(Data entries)
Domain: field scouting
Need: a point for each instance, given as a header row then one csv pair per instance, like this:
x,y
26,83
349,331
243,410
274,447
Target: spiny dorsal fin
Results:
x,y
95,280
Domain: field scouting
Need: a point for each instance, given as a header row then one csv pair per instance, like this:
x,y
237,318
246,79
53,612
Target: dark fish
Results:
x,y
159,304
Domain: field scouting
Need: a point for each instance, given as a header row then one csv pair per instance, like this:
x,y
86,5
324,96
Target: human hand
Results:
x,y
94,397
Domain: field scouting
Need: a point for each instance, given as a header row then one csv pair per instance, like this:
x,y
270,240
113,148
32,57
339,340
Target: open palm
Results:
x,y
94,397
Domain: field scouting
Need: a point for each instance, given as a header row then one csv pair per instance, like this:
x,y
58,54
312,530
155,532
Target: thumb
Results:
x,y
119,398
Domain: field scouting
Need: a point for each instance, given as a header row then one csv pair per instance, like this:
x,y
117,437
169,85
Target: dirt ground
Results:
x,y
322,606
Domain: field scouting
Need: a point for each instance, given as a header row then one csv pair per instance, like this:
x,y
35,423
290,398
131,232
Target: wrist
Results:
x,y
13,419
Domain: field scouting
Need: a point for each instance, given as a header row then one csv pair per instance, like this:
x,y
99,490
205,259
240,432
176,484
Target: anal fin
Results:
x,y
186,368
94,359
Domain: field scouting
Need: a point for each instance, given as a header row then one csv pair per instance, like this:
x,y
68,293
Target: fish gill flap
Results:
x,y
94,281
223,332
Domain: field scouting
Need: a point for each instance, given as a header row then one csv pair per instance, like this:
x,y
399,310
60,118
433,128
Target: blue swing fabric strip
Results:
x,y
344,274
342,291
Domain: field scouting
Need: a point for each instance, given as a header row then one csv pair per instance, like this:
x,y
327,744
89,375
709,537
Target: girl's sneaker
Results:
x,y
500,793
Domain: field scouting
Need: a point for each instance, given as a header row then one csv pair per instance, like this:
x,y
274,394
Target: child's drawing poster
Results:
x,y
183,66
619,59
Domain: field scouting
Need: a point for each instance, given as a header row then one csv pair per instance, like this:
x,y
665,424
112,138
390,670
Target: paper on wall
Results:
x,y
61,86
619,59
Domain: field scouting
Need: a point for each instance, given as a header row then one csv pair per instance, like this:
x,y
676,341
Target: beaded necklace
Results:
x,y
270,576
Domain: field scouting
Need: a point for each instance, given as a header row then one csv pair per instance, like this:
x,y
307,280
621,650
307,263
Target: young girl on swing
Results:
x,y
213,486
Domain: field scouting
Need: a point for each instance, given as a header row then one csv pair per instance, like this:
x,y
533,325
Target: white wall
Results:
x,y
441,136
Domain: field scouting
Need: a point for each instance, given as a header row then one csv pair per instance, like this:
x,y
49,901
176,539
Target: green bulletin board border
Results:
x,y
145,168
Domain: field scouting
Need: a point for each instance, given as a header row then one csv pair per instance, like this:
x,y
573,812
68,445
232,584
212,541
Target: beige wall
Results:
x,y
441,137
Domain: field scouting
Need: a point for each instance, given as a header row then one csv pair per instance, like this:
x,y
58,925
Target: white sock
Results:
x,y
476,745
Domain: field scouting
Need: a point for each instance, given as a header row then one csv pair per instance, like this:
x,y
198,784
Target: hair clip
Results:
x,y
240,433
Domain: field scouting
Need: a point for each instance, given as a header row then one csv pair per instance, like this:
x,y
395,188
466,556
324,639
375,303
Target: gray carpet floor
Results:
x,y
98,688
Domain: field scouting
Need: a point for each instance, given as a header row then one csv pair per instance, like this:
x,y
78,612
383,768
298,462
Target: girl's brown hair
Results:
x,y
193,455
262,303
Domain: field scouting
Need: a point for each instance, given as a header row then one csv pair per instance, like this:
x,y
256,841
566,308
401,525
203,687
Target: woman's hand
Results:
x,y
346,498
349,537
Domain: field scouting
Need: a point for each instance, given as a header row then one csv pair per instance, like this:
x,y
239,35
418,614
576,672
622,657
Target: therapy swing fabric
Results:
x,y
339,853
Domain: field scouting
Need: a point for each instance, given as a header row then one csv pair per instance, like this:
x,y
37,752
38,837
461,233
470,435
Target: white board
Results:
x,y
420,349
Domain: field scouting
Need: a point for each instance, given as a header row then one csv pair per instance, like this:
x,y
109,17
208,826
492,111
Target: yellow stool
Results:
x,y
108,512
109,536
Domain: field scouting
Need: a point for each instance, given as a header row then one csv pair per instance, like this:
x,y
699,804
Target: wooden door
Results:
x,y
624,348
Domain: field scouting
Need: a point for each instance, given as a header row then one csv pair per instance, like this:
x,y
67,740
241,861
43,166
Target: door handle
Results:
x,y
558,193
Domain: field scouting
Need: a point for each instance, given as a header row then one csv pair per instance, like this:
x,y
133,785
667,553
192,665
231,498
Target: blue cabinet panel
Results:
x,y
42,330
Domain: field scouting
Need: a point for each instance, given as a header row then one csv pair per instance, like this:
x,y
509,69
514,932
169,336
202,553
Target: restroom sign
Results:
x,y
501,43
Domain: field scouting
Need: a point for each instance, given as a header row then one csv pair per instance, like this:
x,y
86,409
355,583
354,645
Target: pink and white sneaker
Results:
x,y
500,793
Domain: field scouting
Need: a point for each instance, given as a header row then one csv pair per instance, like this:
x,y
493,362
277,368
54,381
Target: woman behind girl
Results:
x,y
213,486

> Exercise description
Set down every record above exactly as given.

> Written answer
Domain: field scouting
Need: a point for each instance, given as a header row then one csv pair per instance, like this:
x,y
26,83
349,331
243,410
274,447
Target: spiny dorsal fin
Results:
x,y
95,280
Domain: field scouting
Need: a point for each instance, given as a header row then one csv pair per instance, like this:
x,y
237,318
246,79
53,612
Target: dark fish
Results:
x,y
159,304
Domain: field scouting
Need: a point for each instance, given as a header row then one csv pair per instance, like this:
x,y
86,5
324,96
Target: human hand
Results:
x,y
94,397
Domain: field scouting
Need: a point for each instance, given as a header row then one csv pair per instance, like this:
x,y
270,240
113,148
32,57
339,340
Target: open palm
Results:
x,y
94,397
Domain: field scouting
Need: a point for each instance, given as a header row then one csv pair per instance, like this:
x,y
58,54
312,530
155,532
Target: thumb
Results:
x,y
119,398
Domain: field scouting
Need: a point for each instance, given as a header row then one csv pair per instance, like this:
x,y
117,437
169,85
Target: dirt ground
Results:
x,y
322,606
Domain: field scouting
Need: a point for each instance, given as a header row then one csv pair per instance, like this:
x,y
35,423
290,398
131,232
Target: wrist
Results:
x,y
13,419
Domain: field scouting
Need: a point for each instance, given as a header row then one csv pair per instance, like this:
x,y
99,490
205,259
240,432
176,484
Target: anal fin
Results:
x,y
186,368
94,359
Domain: field scouting
Need: a point for each instance, given as a header row then one csv pair per instance, like this:
x,y
68,293
Target: fish gill flap
Results:
x,y
94,281
223,332
Domain: field scouting
Need: a point for each instance, given as a header row then one csv pair per instance, like this:
x,y
399,310
60,118
433,128
Target: blue swing fabric strip
Results:
x,y
344,274
342,291
Domain: field scouting
Need: a point for each instance, given as a header row then one csv pair per instance, like this:
x,y
327,744
89,375
709,537
Target: girl's sneaker
Results:
x,y
500,793
Domain: field scouting
Need: a point for each instance, given as a header row then one csv pair per instance, like this:
x,y
274,394
Target: child's drawing poster
Results:
x,y
183,66
619,59
Domain: field scouting
Need: a point for each instance, given as a header row then one csv pair per instance, like this:
x,y
665,424
112,138
390,670
Target: paper on wall
Results:
x,y
61,86
619,59
Domain: field scouting
Need: a point for each instance, given as a header row then one csv pair per instance, like this:
x,y
676,341
Target: beaded necklace
Results:
x,y
270,576
Domain: field scouting
Need: a point for each instance, given as a header row then one csv pair per instance, like this:
x,y
307,280
621,650
307,263
Target: young girl on swing
Results:
x,y
213,486
Domain: field scouting
Need: a point for each instance, given as a header row then one csv pair per instance, like this:
x,y
533,325
Target: white wall
Results:
x,y
441,136
Domain: field scouting
Need: a point for each instance, given as a header row then one csv pair per instance, like this:
x,y
49,901
176,539
Target: green bulletin board border
Results:
x,y
145,168
Domain: field scouting
Need: a point for each instance, given as a header row then one csv pair per instance, like this:
x,y
573,812
68,445
232,584
212,541
Target: beige wall
Results:
x,y
441,137
Domain: field scouting
Need: a point for each instance, given as a header row then one csv pair per instance, like this:
x,y
58,925
Target: white sock
Results:
x,y
476,745
Domain: field scouting
Need: a point for each instance, given as a header row then one csv pair per instance, like this:
x,y
198,784
Target: hair clip
Results:
x,y
240,433
Domain: field scouting
Need: a point for each instance, given as a header row then one csv pair per instance, like this:
x,y
395,188
466,556
324,639
375,303
Target: gray carpet floor
Results:
x,y
98,688
Domain: field scouting
Need: a point for each instance, given as a header row then one csv pair per instance, like this:
x,y
78,612
383,768
298,462
Target: girl's brown hair
Results:
x,y
193,455
262,303
Domain: field scouting
Need: a point for each instance, given as a header row then one csv pair per instance, like this:
x,y
256,841
566,308
401,525
203,687
Target: woman's hand
Results:
x,y
346,498
349,537
Domain: field scouting
Need: a point for each instance, given as a header row then one csv pair per instance, like this:
x,y
239,35
418,614
576,672
622,657
Target: therapy swing fabric
Results:
x,y
339,853
Domain: field scouting
Need: a point for each instance, given as a header row then one csv pair per instance, like this:
x,y
37,752
38,837
461,233
470,435
Target: white board
Results:
x,y
420,349
Domain: field scouting
Need: a point for each instance, given as a header row then one csv pair per instance, like this:
x,y
109,17
208,826
492,111
Target: yellow stool
Results:
x,y
108,512
109,536
Domain: field scouting
Need: a point for each instance, given as a header row then one csv pair per instance, like this:
x,y
699,804
Target: wooden door
Results:
x,y
624,348
Domain: field scouting
Need: a point for each instance, given as a header row then one csv pair per instance, like this:
x,y
67,740
241,861
43,166
Target: door handle
Results:
x,y
558,193
Domain: field scouting
Need: a point for each instance, given as a header row then one csv pair per instance, like this:
x,y
133,785
667,553
192,665
231,498
Target: blue cabinet panel
Results:
x,y
42,330
Domain: field scouting
Need: a point for each instance, given as a header row then one csv pair per instance, like this:
x,y
509,69
514,932
169,336
202,553
Target: restroom sign
Results:
x,y
501,43
Domain: field scouting
Need: a point for each instance, given as a header row then one csv pair per instance, like this:
x,y
86,409
355,583
354,645
Target: pink and white sneaker
Results:
x,y
500,793
Domain: field scouting
Need: a point for each instance, given as a header row then one csv pair per instance, like this:
x,y
493,362
277,368
54,381
Target: woman behind girl
Results:
x,y
213,486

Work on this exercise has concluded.